■ **DOCUMENT SEGMENT**:
4.
Some experiences are so particular -- sui generis, unlike any other you've known -- that the memory of them is hard to hold onto. Already my first treatment seems like an hallucination: my right eyeball numbed, the prod of a stylus marking a spot on the lower right hand corner -- no pain, just the odd feeling of a bit of pressure on the eye, the surface bouncing back as the point is removed. Then I'm told to look way up to the right, so as not to see the needle approach. What sounds more horrific than a needle in the eye? Though in fact it doesn't hurt at all, just a curious sensation of having been punctured or entered, and then -- seemingly in seconds, a bit of the vitreous gel from within my eye's extracted to lower the pressure, and -- swoosh, though of course there isn't and sound -- a bubble of gas is injected in its place.

■ **QUESTIONS ON THE MATERIAL**:
[A] Do these statements agree with the passage about the eye treatment? (i) The first treatment was painful. (ii) The narrator was told to look up to the right so as not to see the needle. (iii) Gas was injected in place of some vitreous gel that had been removed. Answer yes or no for each, and quote the words from the passage that settle it.
[B] Carry on the personal account of the eye treatment, picking up right after its final sentence.

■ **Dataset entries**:
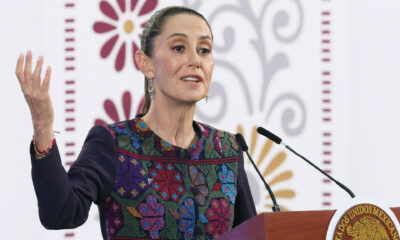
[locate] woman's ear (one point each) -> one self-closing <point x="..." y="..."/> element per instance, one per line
<point x="145" y="64"/>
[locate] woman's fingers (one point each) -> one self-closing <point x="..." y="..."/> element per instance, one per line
<point x="36" y="74"/>
<point x="46" y="80"/>
<point x="28" y="68"/>
<point x="19" y="70"/>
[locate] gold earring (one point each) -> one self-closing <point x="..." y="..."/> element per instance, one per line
<point x="150" y="88"/>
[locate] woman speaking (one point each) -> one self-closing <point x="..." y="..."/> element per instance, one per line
<point x="161" y="175"/>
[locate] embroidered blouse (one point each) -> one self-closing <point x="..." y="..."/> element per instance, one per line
<point x="146" y="188"/>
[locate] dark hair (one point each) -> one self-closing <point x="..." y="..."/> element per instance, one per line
<point x="152" y="29"/>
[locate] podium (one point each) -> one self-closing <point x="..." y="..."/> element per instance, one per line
<point x="297" y="225"/>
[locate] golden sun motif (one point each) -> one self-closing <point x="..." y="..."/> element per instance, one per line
<point x="268" y="169"/>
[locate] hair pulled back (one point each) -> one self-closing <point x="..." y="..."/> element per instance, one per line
<point x="152" y="29"/>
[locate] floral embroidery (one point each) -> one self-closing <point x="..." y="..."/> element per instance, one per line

■ **TASK-BY-TASK OUTPUTS**:
[A]
(i) No: "Though in fact it doesn't hurt at all"
(ii) Yes: "Then I'm told to look way up to the right, so as not to see the needle approach."
(iii) Yes: "a bit of the vitreous gel from within my eye's extracted to lower the pressure" and "a bubble of gas is injected in its place."

[B]
There are cloths covering my face, only the right eye open to the right open to the various lights that are coming and going, and with the advent of the bubble follows the most extraordinary lightshow: the bubble, refracting light, goes flying up to the top of my eye, pushing back dark floaters and bits of stray gelatinous matter, all that darkish flotsam receding, and suddenly the view goes simply blank, all white, as though I'm looking at the screen of a crashed computer. Then, as though that train of thought has generated the visuals that come next, appear little squares of color -- hot pink, black, chartreuse, gray, flicking on and off, rearranging patterns, like some kind of animated composition illustrating, what, jazz? It's pleasurable, this show, and then it's gone, and in its place a bright sky half blue and half golden yellow, bits of weather moving through, and it fades to the dark bulk of the opthamologist's head, and the miner's lamp on his forehead.
Bend over, he says, put your face between your legs. And I do. In a while there's a resident on his back, on the floor, looking up into my open eye, and ah-ing, and then there's another. They are so pleased and proud of their work! My eye is indeed far more clear, and floating in the enter of my vision is a round blue bubble, bobbing a little, for all the world like a contact lens on the surface of a swimming pool.
5.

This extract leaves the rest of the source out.